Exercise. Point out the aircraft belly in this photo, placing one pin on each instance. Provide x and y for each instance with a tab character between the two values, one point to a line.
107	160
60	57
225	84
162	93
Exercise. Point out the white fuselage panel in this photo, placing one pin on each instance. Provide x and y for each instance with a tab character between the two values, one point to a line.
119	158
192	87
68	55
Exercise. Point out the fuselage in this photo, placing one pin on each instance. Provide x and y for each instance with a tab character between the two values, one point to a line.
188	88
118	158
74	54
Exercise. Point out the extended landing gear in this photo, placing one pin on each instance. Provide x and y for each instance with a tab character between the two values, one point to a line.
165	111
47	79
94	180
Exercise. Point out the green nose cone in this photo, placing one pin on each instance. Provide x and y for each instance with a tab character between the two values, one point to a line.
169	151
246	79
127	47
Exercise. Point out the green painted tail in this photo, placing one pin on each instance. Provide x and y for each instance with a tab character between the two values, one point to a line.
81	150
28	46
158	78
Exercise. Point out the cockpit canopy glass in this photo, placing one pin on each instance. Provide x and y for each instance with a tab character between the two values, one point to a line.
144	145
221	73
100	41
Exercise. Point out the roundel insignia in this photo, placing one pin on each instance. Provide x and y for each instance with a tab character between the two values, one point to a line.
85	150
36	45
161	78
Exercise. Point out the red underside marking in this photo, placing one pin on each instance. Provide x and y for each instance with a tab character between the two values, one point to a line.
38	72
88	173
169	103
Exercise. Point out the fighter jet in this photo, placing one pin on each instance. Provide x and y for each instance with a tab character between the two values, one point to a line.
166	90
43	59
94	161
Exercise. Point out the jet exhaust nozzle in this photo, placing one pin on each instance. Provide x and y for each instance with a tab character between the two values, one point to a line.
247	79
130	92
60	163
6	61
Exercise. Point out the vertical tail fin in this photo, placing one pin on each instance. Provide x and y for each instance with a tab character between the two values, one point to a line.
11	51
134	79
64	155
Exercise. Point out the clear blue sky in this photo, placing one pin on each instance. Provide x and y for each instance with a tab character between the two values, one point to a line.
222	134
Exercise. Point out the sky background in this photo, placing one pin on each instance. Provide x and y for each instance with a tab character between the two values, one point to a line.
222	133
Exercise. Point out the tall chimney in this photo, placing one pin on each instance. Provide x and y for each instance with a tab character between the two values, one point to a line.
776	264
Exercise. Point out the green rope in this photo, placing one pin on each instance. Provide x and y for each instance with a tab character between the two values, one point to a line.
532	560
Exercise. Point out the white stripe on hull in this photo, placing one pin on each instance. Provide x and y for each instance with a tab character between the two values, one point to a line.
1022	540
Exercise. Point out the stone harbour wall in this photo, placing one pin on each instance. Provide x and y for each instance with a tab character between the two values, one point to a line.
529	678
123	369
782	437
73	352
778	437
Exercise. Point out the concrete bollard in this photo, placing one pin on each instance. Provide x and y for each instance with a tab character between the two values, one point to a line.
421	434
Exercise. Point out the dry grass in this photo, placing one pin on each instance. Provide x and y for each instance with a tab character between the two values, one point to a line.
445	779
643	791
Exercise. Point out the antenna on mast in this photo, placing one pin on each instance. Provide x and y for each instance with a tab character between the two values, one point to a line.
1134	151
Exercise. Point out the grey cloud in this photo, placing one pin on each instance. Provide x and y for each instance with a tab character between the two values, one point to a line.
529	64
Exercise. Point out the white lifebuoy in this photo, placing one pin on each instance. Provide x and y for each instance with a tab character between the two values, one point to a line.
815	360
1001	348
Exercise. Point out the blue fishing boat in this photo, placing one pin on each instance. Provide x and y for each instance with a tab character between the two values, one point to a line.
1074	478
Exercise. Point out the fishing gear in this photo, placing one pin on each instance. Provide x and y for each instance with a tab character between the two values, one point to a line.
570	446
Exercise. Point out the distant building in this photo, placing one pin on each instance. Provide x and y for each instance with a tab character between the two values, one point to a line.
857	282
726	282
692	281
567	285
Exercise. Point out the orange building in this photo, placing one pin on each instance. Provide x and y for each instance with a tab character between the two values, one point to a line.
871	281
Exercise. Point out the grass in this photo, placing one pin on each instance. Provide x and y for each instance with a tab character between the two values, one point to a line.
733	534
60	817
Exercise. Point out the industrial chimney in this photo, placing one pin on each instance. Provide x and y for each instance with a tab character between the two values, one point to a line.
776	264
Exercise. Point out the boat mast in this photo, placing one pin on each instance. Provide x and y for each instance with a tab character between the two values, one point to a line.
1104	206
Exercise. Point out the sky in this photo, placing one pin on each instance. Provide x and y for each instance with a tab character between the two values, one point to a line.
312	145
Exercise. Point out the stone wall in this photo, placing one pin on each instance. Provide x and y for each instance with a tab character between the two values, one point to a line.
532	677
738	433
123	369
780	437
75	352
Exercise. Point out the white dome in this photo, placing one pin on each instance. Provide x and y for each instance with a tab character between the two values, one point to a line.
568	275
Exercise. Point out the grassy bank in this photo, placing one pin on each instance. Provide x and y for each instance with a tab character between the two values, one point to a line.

WORK INSTRUCTIONS
Copy down the material exactly as written.

FINAL RESULT
Exercise. Point out the aircraft belly in this photo, placing one pin on each instance. Provide x and y for each instance with a tab character between the two values, one point to a line.
107	160
60	57
225	84
162	93
Exercise. Point out the white fuselage panel in this photo, placing one pin on each instance. Provide x and y for each instance with a tab character between the two values, one point to a line.
119	158
192	87
68	55
Exercise. Point out the fuselage in this photo, placing one pin on each instance. Provide x and y for each instance with a tab character between the two values, one point to a line.
188	88
118	158
74	54
Exercise. Point out the extended landing gear in this photo, placing one pin on each instance. Provide x and y for each instance with a tab character between the two values, one point to a line.
165	111
47	79
94	180
Exercise. Point out the green nose cone in this photo, placing one pin on each instance. Provide x and y for each instance with a tab character between the two values, one point to a line.
169	151
246	79
127	47
Exercise. Point out the green painted tail in this photo, placing one pin on each instance. Provide x and y for each instance with a tab character between the two values, one point to a line.
81	150
28	46
158	78
Exercise. Point out the cockpit canopy glass in this photo, placing one pin on each instance. Provide x and y for each instance with a tab character between the two values, one point to a line.
144	145
221	73
100	41
Exercise. Point out the roundel insignia in this photo, placing one pin on each instance. Provide x and y for each instance with a tab character between the two values, one point to a line.
85	150
36	45
161	78
Exercise. Point out the red underside marking in this photo, placing one pin on each instance. Provide x and y for each instance with a tab character between the two values, one point to a line.
38	72
88	173
169	103
Exercise. Point out the fighter jet in this photo, placing one pin on each instance. Provide x and y for each instance with a tab character between the two values, one point to a line.
166	90
43	59
94	161
Exercise. Point out the jet exhaust nozzle in this photo, placing one pin on each instance. Provide x and y for each instance with a tab character between the two values, one point to a line.
247	79
130	92
60	163
6	61
Exercise. Point out the vertical tail fin in this photo, placing one pin on each instance. Provide x and y for each instance with a tab character between the two values, one point to a line.
11	51
134	79
64	155
Exercise. Point out the clear blue sky in this photo, placing one pin on each instance. Provide x and y for each instance with a tab character between the two values, one point to a line.
222	134
Exercise. Point out the sky background in this photo, placing one pin on each instance. Provide x and y for each instance with a tab character between the two values, one point to a line.
222	133
Exercise. Point out the tall chimney in this photo, placing one pin on each instance. Provide x and y for each instance with a tab character between the two values, one point to a line.
776	264
Exercise. Point out the green rope in this photo, placing one pin on each instance. Provide x and y for each instance with a tab character between the two values, one point to a line.
532	560
Exercise. Point out the white stripe on hull in this photo, placing one pin on each instance. Provide x and y for each instance with a tab character between the two values, one point to a line.
1022	540
Exercise. Point out the stone harbour wall in this photo, placing one pin on each instance. Provide x and y for each instance with a tab character between the two values, one point to a line.
529	678
123	369
782	437
73	352
778	437
Exercise. Point out the concrete bollard in this photo, placing one pin on each instance. Provide x and y for each instance with a tab character between the two values, one point to a line.
421	434
Exercise. Point out the dry grass in this photo, placing one pin on each instance. Provide x and y for each instance with a tab character between the two values, one point to a line.
445	779
643	791
Exercise. Point out the antenna on mast in this photo, placing one pin on each instance. Provide x and y for each instance with a tab character between the two values, one point to a line.
1134	151
Exercise. Point out the grey cloud in this photo, placing one pin on each instance. Provide x and y for each instance with a tab character between the two values, one point to a line.
529	64
Exercise. Point out the white lifebuoy in this photo, placing one pin on each instance. Provide x and y for each instance with a tab character between the two values, one point to a line.
815	360
1001	348
Exercise. Point out the blue fishing boat in this photo, placing one pin on each instance. Provide x and y for each instance with a tab character between the two values, one point to a line.
1074	478
Exercise. Point out the fishing gear in this photo, placing one pin on each instance. Provide x and y for each instance with a tab character between the two values, one point to a line.
570	446
Exercise. Point out the distant building in this photo, placing one pin on each instance. Provide x and y for each instance with a tab character between the two values, one point to a line.
857	282
726	282
692	281
567	285
Exercise. Point out the orange building in this photo, placing one pin on each instance. Provide x and y for each instance with a tab character between the two values, one point to a line.
871	281
Exercise. Point out the grass in this photo, placing one pin on each instance. Provide x and y for each instance with a tab character between the two values, one point to a line.
733	534
60	817
Exercise. Point out the industrial chimney in this photo, placing one pin on each instance. Provide x and y for each instance with a tab character between the two values, one point to a line.
776	264
Exercise. Point out the boat mast in this photo, placing one pin on each instance. Provide x and y for each instance with a tab character between the two values, one point to a line.
1104	206
Exercise. Point out the sky in this photo, placing one pin on each instance. Provide x and y for each instance with a tab character between the two values, one point to a line.
312	145
Exercise. Point out the stone wall in this photo, placing one pin on each instance. Provide x and y for each instance with a tab character between the two values, one point to a line.
532	677
738	433
123	369
780	437
75	352
Exercise. Point out the white dome in this photo, placing one pin on each instance. Provide x and y for each instance with a tab character between the two values, one point to a line.
568	275
Exercise. Point out the grassy bank in this photo, placing one pin on each instance. Provide x and y for each instance with a tab character between the two values, one point to a line.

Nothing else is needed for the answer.